Stored data entries:
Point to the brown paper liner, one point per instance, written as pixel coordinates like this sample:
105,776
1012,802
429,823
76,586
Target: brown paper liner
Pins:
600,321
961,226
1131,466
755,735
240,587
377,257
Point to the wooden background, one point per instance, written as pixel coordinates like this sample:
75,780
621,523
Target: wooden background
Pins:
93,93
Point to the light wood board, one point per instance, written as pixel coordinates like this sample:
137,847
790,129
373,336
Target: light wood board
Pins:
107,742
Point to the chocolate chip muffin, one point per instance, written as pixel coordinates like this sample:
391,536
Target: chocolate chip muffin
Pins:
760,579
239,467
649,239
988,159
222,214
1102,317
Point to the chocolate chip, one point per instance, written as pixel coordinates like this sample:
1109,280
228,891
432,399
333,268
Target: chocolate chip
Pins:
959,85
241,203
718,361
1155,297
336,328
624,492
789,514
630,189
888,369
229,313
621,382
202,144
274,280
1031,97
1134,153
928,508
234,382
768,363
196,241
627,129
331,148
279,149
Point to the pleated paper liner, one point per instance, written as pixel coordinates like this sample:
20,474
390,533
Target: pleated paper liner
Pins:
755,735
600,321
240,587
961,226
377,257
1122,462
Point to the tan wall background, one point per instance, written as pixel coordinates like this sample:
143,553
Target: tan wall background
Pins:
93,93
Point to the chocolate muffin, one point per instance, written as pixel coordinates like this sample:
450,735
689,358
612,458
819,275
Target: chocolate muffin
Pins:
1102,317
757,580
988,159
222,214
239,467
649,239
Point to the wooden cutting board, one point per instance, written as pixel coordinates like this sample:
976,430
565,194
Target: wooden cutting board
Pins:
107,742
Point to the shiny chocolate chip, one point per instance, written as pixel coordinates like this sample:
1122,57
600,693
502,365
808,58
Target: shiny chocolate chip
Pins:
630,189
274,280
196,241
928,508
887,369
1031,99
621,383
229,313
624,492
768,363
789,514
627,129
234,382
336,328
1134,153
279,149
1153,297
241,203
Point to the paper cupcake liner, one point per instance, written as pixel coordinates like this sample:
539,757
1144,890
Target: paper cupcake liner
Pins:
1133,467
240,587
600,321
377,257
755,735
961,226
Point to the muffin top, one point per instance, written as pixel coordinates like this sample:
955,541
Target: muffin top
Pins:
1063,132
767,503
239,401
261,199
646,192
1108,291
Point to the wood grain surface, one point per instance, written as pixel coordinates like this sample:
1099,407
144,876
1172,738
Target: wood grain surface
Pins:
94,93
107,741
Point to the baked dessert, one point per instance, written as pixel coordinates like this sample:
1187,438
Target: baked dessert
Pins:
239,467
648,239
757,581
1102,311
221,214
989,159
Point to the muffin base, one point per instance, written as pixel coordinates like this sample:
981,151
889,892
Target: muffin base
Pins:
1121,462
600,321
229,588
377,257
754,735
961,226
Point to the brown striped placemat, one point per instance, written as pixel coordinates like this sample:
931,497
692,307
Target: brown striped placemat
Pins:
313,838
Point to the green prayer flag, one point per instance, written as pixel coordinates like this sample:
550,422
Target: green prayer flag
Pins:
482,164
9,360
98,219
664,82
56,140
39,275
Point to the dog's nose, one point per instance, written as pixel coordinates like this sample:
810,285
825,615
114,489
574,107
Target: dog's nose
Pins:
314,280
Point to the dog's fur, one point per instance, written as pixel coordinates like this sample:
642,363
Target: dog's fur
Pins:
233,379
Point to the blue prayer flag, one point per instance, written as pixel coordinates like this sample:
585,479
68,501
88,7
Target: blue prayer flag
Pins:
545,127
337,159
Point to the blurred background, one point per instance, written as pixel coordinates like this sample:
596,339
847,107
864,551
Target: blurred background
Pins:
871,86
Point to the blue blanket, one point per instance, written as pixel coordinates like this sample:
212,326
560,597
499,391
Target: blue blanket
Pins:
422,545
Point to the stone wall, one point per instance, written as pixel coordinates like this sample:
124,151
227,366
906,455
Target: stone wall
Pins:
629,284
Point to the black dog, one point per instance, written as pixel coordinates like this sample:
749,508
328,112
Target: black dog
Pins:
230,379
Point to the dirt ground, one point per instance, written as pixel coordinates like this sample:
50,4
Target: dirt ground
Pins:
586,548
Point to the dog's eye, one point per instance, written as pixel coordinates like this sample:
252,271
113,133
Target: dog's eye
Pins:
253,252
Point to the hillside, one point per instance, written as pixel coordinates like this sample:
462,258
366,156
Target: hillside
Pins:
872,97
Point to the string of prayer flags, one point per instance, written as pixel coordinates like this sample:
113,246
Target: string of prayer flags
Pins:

* [Task directions] Format every entry above as a numbered list, dropping any blank lines.

* [Problem solution]
1. Point to the brown paper liner, one point per instance, written as pixel coordinates like this sample:
2. 105,776
3. 1012,802
4. 429,823
5. 76,586
6. Target: brown paper liner
7. Pins:
8. 600,321
9. 961,226
10. 1131,466
11. 755,735
12. 240,587
13. 377,257
14. Point to the wooden background, one point per instance, written as pixel coordinates like this sample:
15. 75,780
16. 621,523
17. Target: wooden background
18. Pins:
19. 93,93
20. Point to the light wood board, one point per instance, written as pixel coordinates like this sample:
21. 137,847
22. 790,129
23. 373,336
24. Target: light wood board
25. Pins:
26. 107,742
27. Point to the chocolate chip muffin, one point per instance, written as pixel coordinates like this sample:
28. 391,536
29. Target: chocolate chip muffin
30. Pins:
31. 760,579
32. 239,467
33. 649,239
34. 988,159
35. 222,214
36. 1102,317
37. Point to the chocolate chip, one point per instance, written as pixel coordinates like this sample:
38. 1109,280
39. 228,891
40. 432,399
41. 333,268
42. Target: chocolate chip
43. Pins:
44. 959,85
45. 241,203
46. 718,361
47. 1155,297
48. 336,328
49. 624,492
50. 789,514
51. 630,189
52. 888,369
53. 229,313
54. 621,382
55. 202,144
56. 274,280
57. 1031,97
58. 1134,153
59. 928,508
60. 234,382
61. 768,363
62. 196,241
63. 627,129
64. 331,148
65. 279,149
66. Point to the pleated paper liner, one point per instance, written as pixel coordinates like this sample:
67. 20,474
68. 390,533
69. Target: pleated paper liner
70. Pins:
71. 755,735
72. 600,321
73. 240,587
74. 961,226
75. 377,257
76. 1122,462
77. Point to the tan wall background, one point per instance, written as pixel coordinates like this sample:
78. 143,553
79. Target: tan wall background
80. Pins:
81. 93,93
82. Point to the chocolate muffin, one point per instance, written as pixel coordinates like this sample:
83. 450,735
84. 689,358
85. 612,458
86. 819,275
87. Target: chocolate muffin
88. Pins:
89. 1102,317
90. 757,580
91. 988,159
92. 222,214
93. 239,467
94. 649,239
95. Point to the wooden cutting board, one point per instance, written as pixel coordinates like this sample:
96. 976,430
97. 565,194
98. Target: wooden cutting board
99. Pins:
100. 107,742
101. Point to the shiny chocolate chip, one point per instance, written as pixel coordinates like this sample:
102. 1122,57
103. 600,693
104. 502,365
105. 808,58
106. Target: shiny chocolate chip
107. Pins:
108. 630,189
109. 274,280
110. 196,241
111. 928,508
112. 887,369
113. 1031,99
114. 621,383
115. 229,313
116. 624,492
117. 768,363
118. 789,514
119. 627,129
120. 234,382
121. 336,328
122. 1134,153
123. 279,149
124. 1153,297
125. 241,203
126. Point to the paper cupcake liner, one point per instance, written as pixel coordinates like this sample:
127. 539,757
128. 1144,890
129. Target: paper cupcake liner
130. Pins:
131. 1133,467
132. 240,587
133. 600,321
134. 377,257
135. 755,735
136. 961,226
137. Point to the muffin top, one point per instance, written as pixel coordinates like this sample:
138. 955,541
139. Target: muffin top
140. Pins:
141. 1063,132
142. 767,503
143. 239,401
144. 261,199
145. 646,192
146. 1108,291
147. Point to the wood grain surface, one point per instance, written as pixel coordinates like this sample:
148. 1099,407
149. 144,876
150. 1172,738
151. Target: wood grain surface
152. Pins:
153. 94,93
154. 107,741
155. Point to the baked dessert, one point per instance, written as pixel coordinates like this sample:
156. 1187,438
157. Target: baked dessert
158. Pins:
159. 239,467
160. 648,239
161. 757,581
162. 1102,311
163. 221,214
164. 989,159
165. Point to the muffin base, one point per instance, written as pixel coordinates like this sample:
166. 981,151
167. 889,892
168. Target: muffin base
169. Pins:
170. 1121,462
171. 600,321
172. 229,588
173. 377,257
174. 754,735
175. 961,226
176. Point to the brown striped placemat, one point per instance, written as pixel coordinates like this sample:
177. 931,497
178. 692,307
179. Target: brown striped placemat
180. Pins:
181. 313,838
182. Point to the green prayer flag, one point per instance, written as pixel coordinates like this sample:
183. 550,422
184. Target: green prayer flag
185. Pins:
186. 482,164
187. 9,360
188. 98,219
189. 664,82
190. 56,140
191. 39,275
192. Point to the dog's nose, one point per instance, written as pixel coordinates like this sample:
193. 810,285
194. 825,615
195. 114,489
196. 574,107
197. Target: dog's nose
198. Pins:
199. 314,280
200. Point to the dog's fur, one point per instance, written as pixel coordinates like this sample:
201. 642,363
202. Target: dog's fur
203. Pins:
204. 233,379
205. Point to the blue prayer flag, one point per instance, written as pixel coordinates like this sample:
206. 585,479
207. 68,501
208. 88,7
209. Target: blue prayer flag
210. Pins:
211. 545,127
212. 337,159
213. Point to the blurred background, one point per instance, written as pixel coordinates like this sample:
214. 596,339
215. 847,107
216. 864,551
217. Target: blurred background
218. Pins:
219. 871,86
220. Point to the blue blanket, one point per instance, written as pixel coordinates like this sample:
221. 212,326
222. 560,597
223. 499,391
224. Target: blue blanket
225. Pins:
226. 422,545
227. Point to the stone wall, one point per instance, written as pixel coordinates like this sample:
228. 124,151
229. 227,366
230. 906,455
231. Target: stone wall
232. Pins:
233. 629,284
234. Point to the black dog, one point per instance, written as pixel coordinates like this sample:
235. 749,508
236. 328,112
237. Target: black dog
238. Pins:
239. 230,379
240. Point to the dirt ground, one point per instance, written as pixel coordinates like this sample:
241. 50,4
242. Target: dirt ground
243. Pins:
244. 586,548
245. Point to the dog's eye, one point per instance, written as pixel coordinates like this sample:
246. 252,271
247. 113,133
248. Target: dog's eye
249. Pins:
250. 253,252
251. Point to the hillside, one point per instance, written as pixel coordinates like this sample:
252. 462,258
253. 366,156
254. Target: hillside
255. Pins:
256. 872,97
257. Point to the string of prayer flags, one point per instance, written as pixel coordinates like this sample:
258. 113,246
259. Target: string of prayer flags
260. Pins:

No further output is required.